**Testo**
■ ■ ■ ■ ■

Fra di loro si colloca una terza categoria dei midsiders, proposta recentemente da tre colleghi italiani per delineare la situazione dei lavoratori regolarmente occupati nel settore formale privato, ma sottoprotetti rispetto agli insiders in termini di accesso a protezioni legali e sociali. La riforma dello scorso luglio, intenta a favorire la flessibilità senza badare troppo alla sicurezza, ha reso i licenziamenti più facili e meno costosi per i datori di lavoro, e con ciò ha spostato la posizione dei midsiders verso quella degli outsiders.
Con ogni probabilità, l’impatto occupazionale della crisi economica sarà asimmetrico. Gli insiders hanno già subìto tagli di stipendio in media pari al 13%, ma nel settore pubblico le perdite di posti sono limitate e interessano solo il numero esiguo di lavoratori marginali con contratti a termine.
I midsiders non possono sperare in aumenti di stipendio che proteggano il loro potere d’acquisto, ma (a differenza degli statali) hanno almeno mantenuto la tredicesima e la quattordicesima. D’altra parte, per loro la paura di perdere il posto è vera, e si percepisce sempre di più.
Ma è probabile che la crisi colpisca gli outsiders più forte che tutti gli altri. Infatti, le prime indagini statistiche rivelano che i giovani, le donne e gli immigrati costituiscono una parte più rilevante dei nuovi disoccupati che di quelli già senza lavoro.
Allo stesso tempo, gli ammortizzatori sociali (come tutte le altre istituzioni dello stato sociale) sono pensati in rapporto alla realtà, o meglio finzione, del lavoratore fordista che può contare su una carriera lavorativa lunga e senza interruzioni. Fatte su misura di chi ha il posto fisso, tali istituzioni penalizzano invece chi può solo sperare in lavori pagati male, senza prospettive, spesso in nero, alternando periodi di occupazione a periodi di inattività, e di conseguenza difficilmente riesce a soddisfare le condizioni contributive per l’accesso alle prestazioni sociali.
Le carenze della rete di protezione sociale greca sono più evidenti in tre aree: sussidi di disoccupazione (soprattutto quella di lunga durata), assistenza sociale (la Grecia è l’unico paese nell’Ue a non disporre di un sistema, neppure a livello locale, di reddito minimo garantito), e assegni familiari (tranne nel caso degli insiders, bassissimi o non disponibili alle famiglie con uno o due figli).

■ ■ ■ ■ ■

Voci del dataset

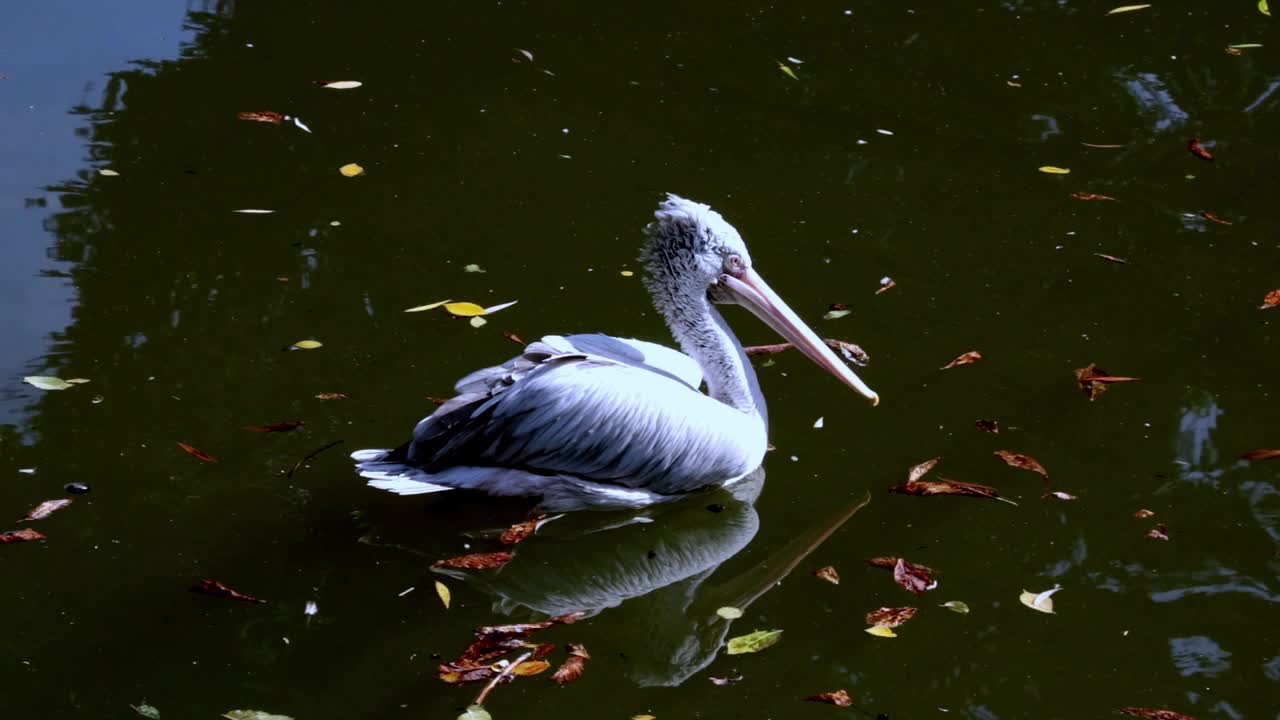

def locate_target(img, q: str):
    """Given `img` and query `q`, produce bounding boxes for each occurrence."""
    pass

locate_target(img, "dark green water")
[0,0,1280,720]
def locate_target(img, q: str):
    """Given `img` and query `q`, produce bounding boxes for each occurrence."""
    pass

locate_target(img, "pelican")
[352,195,879,512]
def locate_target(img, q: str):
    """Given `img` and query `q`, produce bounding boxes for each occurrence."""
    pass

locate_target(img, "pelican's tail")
[351,448,453,495]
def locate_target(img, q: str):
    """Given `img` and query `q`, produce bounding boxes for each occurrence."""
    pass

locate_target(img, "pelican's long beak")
[721,268,879,405]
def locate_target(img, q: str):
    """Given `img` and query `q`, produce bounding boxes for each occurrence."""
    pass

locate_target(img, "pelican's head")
[640,193,879,404]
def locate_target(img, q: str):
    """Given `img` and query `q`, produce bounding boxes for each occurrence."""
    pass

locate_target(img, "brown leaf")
[236,110,288,124]
[244,420,306,433]
[498,515,547,544]
[813,565,840,585]
[18,497,72,523]
[1119,707,1196,720]
[1075,363,1140,401]
[178,442,218,462]
[867,607,915,628]
[1093,252,1129,265]
[992,450,1048,480]
[1187,137,1213,161]
[890,557,933,594]
[191,578,266,602]
[888,478,1018,505]
[0,528,45,544]
[431,552,513,570]
[805,691,854,707]
[942,350,982,370]
[906,457,941,483]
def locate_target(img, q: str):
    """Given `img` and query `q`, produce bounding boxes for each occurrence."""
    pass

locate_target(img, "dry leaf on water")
[191,578,266,603]
[805,691,854,707]
[18,497,72,523]
[431,552,513,570]
[0,528,45,544]
[813,565,840,585]
[1075,363,1140,401]
[992,450,1048,480]
[1116,707,1196,720]
[942,350,982,370]
[178,442,218,462]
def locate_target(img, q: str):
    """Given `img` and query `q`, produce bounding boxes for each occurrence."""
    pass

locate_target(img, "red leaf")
[191,578,266,603]
[805,691,854,707]
[0,528,45,544]
[431,552,513,570]
[942,350,982,370]
[1187,137,1213,161]
[178,442,218,462]
[992,450,1048,480]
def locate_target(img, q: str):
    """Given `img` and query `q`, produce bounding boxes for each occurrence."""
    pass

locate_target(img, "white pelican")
[352,195,879,511]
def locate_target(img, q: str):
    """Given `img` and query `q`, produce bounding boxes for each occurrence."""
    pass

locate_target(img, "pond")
[0,0,1280,720]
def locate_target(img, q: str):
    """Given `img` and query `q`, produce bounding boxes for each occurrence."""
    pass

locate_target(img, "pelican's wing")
[401,336,764,495]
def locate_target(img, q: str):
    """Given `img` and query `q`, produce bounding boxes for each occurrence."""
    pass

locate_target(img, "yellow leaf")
[404,300,453,313]
[1107,5,1151,15]
[444,302,484,318]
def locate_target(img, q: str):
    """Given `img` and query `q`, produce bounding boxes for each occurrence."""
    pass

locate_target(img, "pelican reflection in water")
[352,195,879,511]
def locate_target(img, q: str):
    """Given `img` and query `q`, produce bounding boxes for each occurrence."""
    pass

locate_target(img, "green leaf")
[22,375,76,389]
[728,630,782,655]
[458,705,493,720]
[223,710,293,720]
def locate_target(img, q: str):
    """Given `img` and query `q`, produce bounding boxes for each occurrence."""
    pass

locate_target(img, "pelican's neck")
[660,296,768,425]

■ ■ ■ ■ ■

**Compiti da svolgere**
[1] Secondo il testo sul mercato del lavoro greco, a quanto ammontano in media i tagli di stipendio già subiti dagli insiders?
[2] Elenca le tre aree in cui, secondo il testo sul mercato del lavoro greco, le carenze della rete di protezione sociale greca sono più evidenti.
[3] Prosegui il testo sul mercato del lavoro greco a partire dall'ultima frase riportata.

**Le tue risposte**
[1] In media al 13%.

[2]
- Sussidi di disoccupazione
- Assistenza sociale
- Assegni familiari

[3]
In parole povere, in Grecia gli ammortizzatori sociali favoriscono meno chi ne ha più bisogno.
4.
A questo punto ci si potrebbe domandare: quale futuro per lo stato sociale greco?
Il governo attuale, del partito socialista, eletto nell’ottobre 2009 con un programma vagamente espansionista, si è subito trovato nella posizione poco invidiabile di dover gestire la peggiore recessione dal dopoguerra, nel contesto di una severa crisi di indebitamento, costretto a chiedere sostegni finanziari all’estero e di conseguenza a sopportare l’umiliazione di pesanti interferenze internazionali sulle azioni di governo per almeno il resto di questa legislatura. In queste circostanze, se il governo dovesse decidere che rafforzare la protezione sociale non è tra le priorità più urgenti sarebbe forse comprensibile.
Comprensibile ma sbagliato - stando almeno all’analisi precedente. Perchè lo stato sociale greco, nella sua forma attuale, non sembra in grado di affrontare la crisi.
Sotto questa luce, rafforzare la protezione sociale tramite una politica sociale riformatrice, piuttosto che un lusso che il paese non si può più permettere, diventa indispensabile per la coesione sociale intesa in senso stretto.
Mi fermo qua. Vi ringrazio per la vostra attenzione.